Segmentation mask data

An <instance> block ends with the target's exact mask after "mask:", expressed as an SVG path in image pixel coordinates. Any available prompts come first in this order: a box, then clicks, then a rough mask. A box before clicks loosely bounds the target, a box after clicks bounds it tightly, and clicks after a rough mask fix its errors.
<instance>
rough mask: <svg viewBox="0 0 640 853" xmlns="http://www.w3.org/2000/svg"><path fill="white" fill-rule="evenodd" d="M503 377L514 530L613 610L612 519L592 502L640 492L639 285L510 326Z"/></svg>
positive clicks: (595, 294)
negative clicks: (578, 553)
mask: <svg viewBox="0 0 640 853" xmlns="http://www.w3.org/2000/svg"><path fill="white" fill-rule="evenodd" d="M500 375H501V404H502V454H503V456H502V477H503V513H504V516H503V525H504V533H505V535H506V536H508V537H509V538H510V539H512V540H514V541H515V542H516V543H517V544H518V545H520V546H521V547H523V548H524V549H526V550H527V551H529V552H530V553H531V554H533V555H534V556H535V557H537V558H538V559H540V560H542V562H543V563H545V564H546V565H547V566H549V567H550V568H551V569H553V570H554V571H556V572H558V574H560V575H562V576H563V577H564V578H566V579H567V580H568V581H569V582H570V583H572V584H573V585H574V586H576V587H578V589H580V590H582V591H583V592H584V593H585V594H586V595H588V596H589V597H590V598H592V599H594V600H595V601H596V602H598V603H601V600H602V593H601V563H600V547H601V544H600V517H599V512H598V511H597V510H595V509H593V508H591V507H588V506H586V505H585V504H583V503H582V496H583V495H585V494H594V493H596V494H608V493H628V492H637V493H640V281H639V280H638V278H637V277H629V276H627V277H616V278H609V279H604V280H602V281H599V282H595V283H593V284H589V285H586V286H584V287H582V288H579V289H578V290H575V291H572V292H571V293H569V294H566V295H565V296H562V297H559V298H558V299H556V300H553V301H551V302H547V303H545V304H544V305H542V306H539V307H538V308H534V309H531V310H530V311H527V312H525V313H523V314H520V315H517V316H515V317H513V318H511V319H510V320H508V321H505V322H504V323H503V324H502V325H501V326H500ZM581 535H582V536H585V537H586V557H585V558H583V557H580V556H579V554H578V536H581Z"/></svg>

- The task -
Rewrite the rows above with "rough mask" swapped for "coarse mask" wherever it appears, keeping everything else the same.

- Solved exercise -
An <instance> block ends with the target's exact mask after "mask:", expressed as an SVG path in image pixel coordinates. Any available prompts come first in this order: a box, then clicks, then a coarse mask. A box before clicks loosely bounds the target, a box after clicks bounds it tightly, and clicks after a coarse mask fix its errors.
<instance>
coarse mask: <svg viewBox="0 0 640 853" xmlns="http://www.w3.org/2000/svg"><path fill="white" fill-rule="evenodd" d="M503 377L514 530L613 610L612 519L592 502L640 492L639 285L510 326Z"/></svg>
positive clicks: (595, 294)
negative clicks: (578, 553)
mask: <svg viewBox="0 0 640 853" xmlns="http://www.w3.org/2000/svg"><path fill="white" fill-rule="evenodd" d="M500 375H501V404H502V454H503V456H502V477H503V513H504V516H503V525H504V533H505V535H506V536H508V537H509V538H510V539H512V540H514V541H515V542H516V543H517V544H518V545H520V546H521V547H523V548H524V549H526V550H527V551H529V552H530V553H531V554H533V555H534V556H535V557H537V558H538V559H540V560H542V562H543V563H545V564H546V565H547V566H549V567H550V568H551V569H553V570H554V571H556V572H558V574H560V575H562V576H563V577H564V578H566V579H567V580H568V581H569V582H570V583H572V584H573V585H574V586H576V587H578V589H580V590H582V591H583V592H584V593H585V594H586V595H588V596H589V597H590V598H592V599H594V600H595V601H596V602H598V603H601V600H602V593H601V563H600V547H601V544H600V517H599V512H598V511H597V510H595V509H593V508H591V507H588V506H586V505H585V504H583V503H582V496H583V495H585V494H594V493H596V494H608V493H628V492H637V493H640V281H639V280H638V278H637V277H629V276H627V277H616V278H609V279H604V280H602V281H599V282H595V283H593V284H589V285H586V286H584V287H582V288H579V289H578V290H575V291H572V292H571V293H569V294H566V295H565V296H562V297H559V298H558V299H556V300H553V301H551V302H547V303H545V304H544V305H542V306H539V307H538V308H534V309H531V310H530V311H527V312H525V313H523V314H520V315H517V316H515V317H513V318H511V319H510V320H508V321H505V322H504V323H503V324H502V325H501V326H500ZM581 535H582V536H585V537H586V557H585V558H583V557H580V556H579V554H578V536H581Z"/></svg>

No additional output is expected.